== Consignes et exigences ==
Poursuivez le texte sur la créativité de l'artiste à partir de sa dernière phrase.

== Texte fourni ==
La créativité de l’artiste

Si en art, l’aspect technique (c’est-à-dire la façon de faire) peut être transmis, dans les limites de ses possibilités toutefois, reste surtout ce qui est insaisissable et pourtant essentiel, la vision de l’artiste, cette dynamique créative qui l’aide à sonder le matériau, et partant à s’exprimer.

C’est à la faveur de l’œuvre réalisée que l’on peut tenter d’analyser comment l’artiste est parvenu à apprivoiser la matière, jusqu’à la transgresser !
Les interprétations subjectives, suggérées par les œuvres, ont la capacité d’approcher un peu du mystère de la création.

Ci-dessous observation d’un pastel de Vuillard et d’un pastel de Riopelle. Ces œuvres ont-elles peut-être été fixées ? Que va nous révéler leur exploration ?

Observation d’un pastel de Vuillard


Edouard Vuillard
Place Vintimille. Vue de l’appartement de l’artiste vers 1915
Pastel 31 x 50 cm. Suisse. Collection privée. Photo du collectionneur.
Reproduction extraite du livre « Le pastel » de Geneviève Monnier, Edition Skira

Dans ce pastel primesautier de Vuillard, les superpositions sont bruissements de feuillage, cris d’oiseaux, mouvements de lumières… !

Sur un support de papier bis, dont le coloris d’origine paraît subsister à la base de l’oeuvre, sont essaimées des couches de pastel ténues, superposées, estompées, griffées de vives ponctuations noires de troncs, branches et personnages-branches !

D’alertes touches évocatrices déclinent le fond de la composition : apparences d’immeubles, valeurs bleutées, coin de ciel bleu, perspective ensoleillée…
Au premier plan, la place, mirage de lumière ocre jaune, auréolée d’impacts de pastel blanc comme neige, à reflets nacrés, engendrés par les sous-couches, est scandée de silhouettes d’arbres.

La substance de l’arrière-plan nourrit la bruissante frondaison de l’arbre central, au tronc hiératique. On devine, à travers le feuillage, les échos de la trame de fond sous une couche de pastel vert inégalement étalé, structuré de quelques touches musicales noires, dont une virevoltant sur un aplat lumineux de jaune venu effleurer le vert.
Ou bien encore, à la cime de l’arbre, le vert clairsemé de la frondaison laisserait-il remonter, au travers du feuillage, le grain de la trame du papier ?

L’arbre à gauche, du haut de son tronc de Christ en croix, semble surgir en lévitation d’une efflorescence floue, ocre jaune et vert estompés.

L’arbre à droite marche. Son faîte est devenu opaque comme velours d’avoir été frotté de pastel vert, puis saupoudré de pastel ocre jaune. La texture des deux superpositions dissimule, mais laisse déceler la charpente d’un lacis veineux sous-jacent.

== Entrées fournies ==
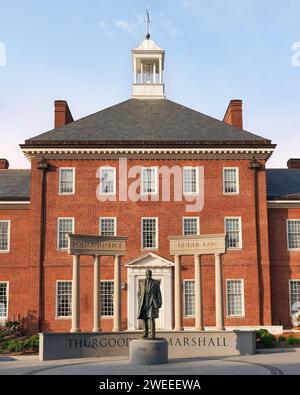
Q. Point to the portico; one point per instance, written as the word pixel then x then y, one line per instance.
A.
pixel 197 246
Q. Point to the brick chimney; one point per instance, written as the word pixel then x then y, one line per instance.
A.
pixel 4 164
pixel 62 114
pixel 234 114
pixel 294 163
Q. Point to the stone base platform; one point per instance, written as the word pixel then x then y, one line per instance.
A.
pixel 184 344
pixel 148 352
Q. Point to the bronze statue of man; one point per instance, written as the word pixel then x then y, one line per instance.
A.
pixel 149 298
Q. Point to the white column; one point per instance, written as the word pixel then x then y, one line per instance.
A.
pixel 160 71
pixel 134 69
pixel 219 293
pixel 178 296
pixel 117 295
pixel 198 295
pixel 76 295
pixel 97 301
pixel 142 73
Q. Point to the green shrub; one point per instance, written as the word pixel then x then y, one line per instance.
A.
pixel 14 327
pixel 15 345
pixel 267 340
pixel 293 340
pixel 262 332
pixel 282 339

== Corrigé de l'exercice ==
Des branches noir hirondelle, émergées nues de la frondaison, prolongent la structure du tronc et des basses branches, tracées d’urgence au pastel noir, surlignant parfois le tracé de l’esquisse originelle.

Etant donné la spontanéité de la technique, la légèreté des aplats, les superpositions limitées à 3 couches de pastel, les éléments graphiques incisifs confortant les aplats hâtifs, la palette restreinte, (vert, ocre jaune, bleu, et noir et blanc) les pratiques qui accrochent la poudre au support comme fusion des couleurs ou estompage, une telle économie de moyens suppose une œuvre à l’assise solide ne nécessitant pas a priori la consolidation d’un fixatif.

Plongée dans la lumière fugace de la place comme vue du ciel sur les ailes d’un oiseau ! Peindre avec son saisissement … et le matériau s’adapte !

Observation d’un pastel de Riopelle


Jean-Paul Riopelle
Pastel
Sans titre, 1968. Collection privée. Photo galerie Maeght, Paris
Reproduction extraite du livre « Le pastel » de Geneviève Monnier, Edition Skira

Pour moi, une toile n’est jamais la reproduction d’une image. Ça commence toujours par une sensation vague, l’envie de peindre. Pas d’idée graphique. Le tableau commence où il veut… mais après, tout s’enchaîne. Ça c’est l’essentiel… Riopelle

Cette « sensation vague, l’envie de peindre » évoquée par Riopelle ne serait-elle pas la motivation universelle de l’expression artistique, soit le désir ? A partir de ce « vague » dans lequel on plonge comme dans les vagues, se déclenche l’action, à la fois, de survie et du bonheur indicible de voguer dans l’inconnu. Le matériau fait alors corps avec le nageur qui le travaille à l’instinct dans l’allégresse de l’effort !

« L’essentiel » Riopelle le pratique dans cette œuvre. Son envie de peindre va sécréter tout naturellement sa technique.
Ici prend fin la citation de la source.